BEGIN Given records

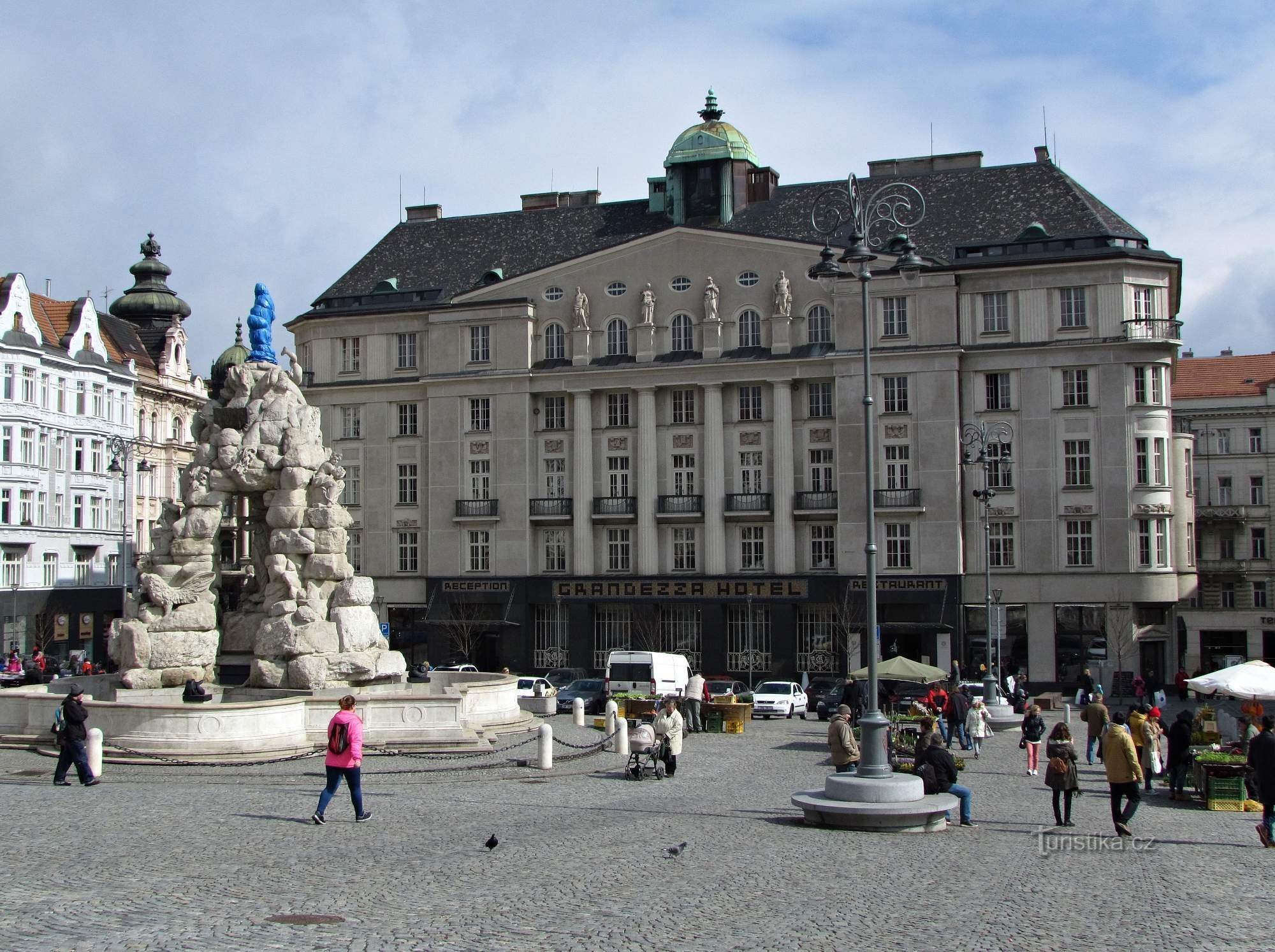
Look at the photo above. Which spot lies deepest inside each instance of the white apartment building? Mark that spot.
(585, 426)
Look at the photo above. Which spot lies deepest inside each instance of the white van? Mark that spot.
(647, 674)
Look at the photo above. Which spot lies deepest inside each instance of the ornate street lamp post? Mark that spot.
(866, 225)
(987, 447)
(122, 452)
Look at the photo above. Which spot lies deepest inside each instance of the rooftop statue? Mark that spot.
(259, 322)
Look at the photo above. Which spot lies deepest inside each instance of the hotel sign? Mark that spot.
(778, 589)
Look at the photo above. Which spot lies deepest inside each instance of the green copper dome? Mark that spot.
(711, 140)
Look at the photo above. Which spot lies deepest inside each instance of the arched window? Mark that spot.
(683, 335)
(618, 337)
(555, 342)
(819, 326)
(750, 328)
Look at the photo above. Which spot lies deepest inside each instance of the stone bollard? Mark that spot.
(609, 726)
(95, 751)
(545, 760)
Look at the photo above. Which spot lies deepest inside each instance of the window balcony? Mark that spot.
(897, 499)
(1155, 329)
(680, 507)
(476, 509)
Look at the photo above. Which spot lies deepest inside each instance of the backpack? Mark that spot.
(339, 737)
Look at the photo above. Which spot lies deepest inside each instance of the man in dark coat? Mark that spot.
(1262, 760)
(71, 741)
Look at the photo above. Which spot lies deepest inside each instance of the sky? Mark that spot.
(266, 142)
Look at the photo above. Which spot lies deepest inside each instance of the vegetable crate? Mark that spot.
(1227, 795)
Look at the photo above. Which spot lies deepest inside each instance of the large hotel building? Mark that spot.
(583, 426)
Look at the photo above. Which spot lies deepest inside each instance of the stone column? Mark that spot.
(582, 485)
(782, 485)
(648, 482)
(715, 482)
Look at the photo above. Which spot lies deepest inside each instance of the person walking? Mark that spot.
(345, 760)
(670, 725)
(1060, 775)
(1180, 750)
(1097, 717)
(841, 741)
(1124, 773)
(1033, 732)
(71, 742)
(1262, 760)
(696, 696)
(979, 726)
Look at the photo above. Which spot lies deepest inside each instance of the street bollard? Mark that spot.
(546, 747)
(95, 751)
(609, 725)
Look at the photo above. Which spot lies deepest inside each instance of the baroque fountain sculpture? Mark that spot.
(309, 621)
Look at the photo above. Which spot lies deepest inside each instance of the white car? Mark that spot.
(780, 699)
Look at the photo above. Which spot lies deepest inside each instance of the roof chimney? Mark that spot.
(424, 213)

END Given records
BEGIN Given records

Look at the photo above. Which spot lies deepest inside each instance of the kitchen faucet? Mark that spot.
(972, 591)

END Given records

Exercise prompt | Select each line of the listing above that contains the word "stone".

Answer to the task |
Look at the photo above. Which spot lies deepest inside each instance of the stone bollard? Mark that spot.
Look at the photo above. Which spot lies deepest inside each instance of the stone column? Mark that spot.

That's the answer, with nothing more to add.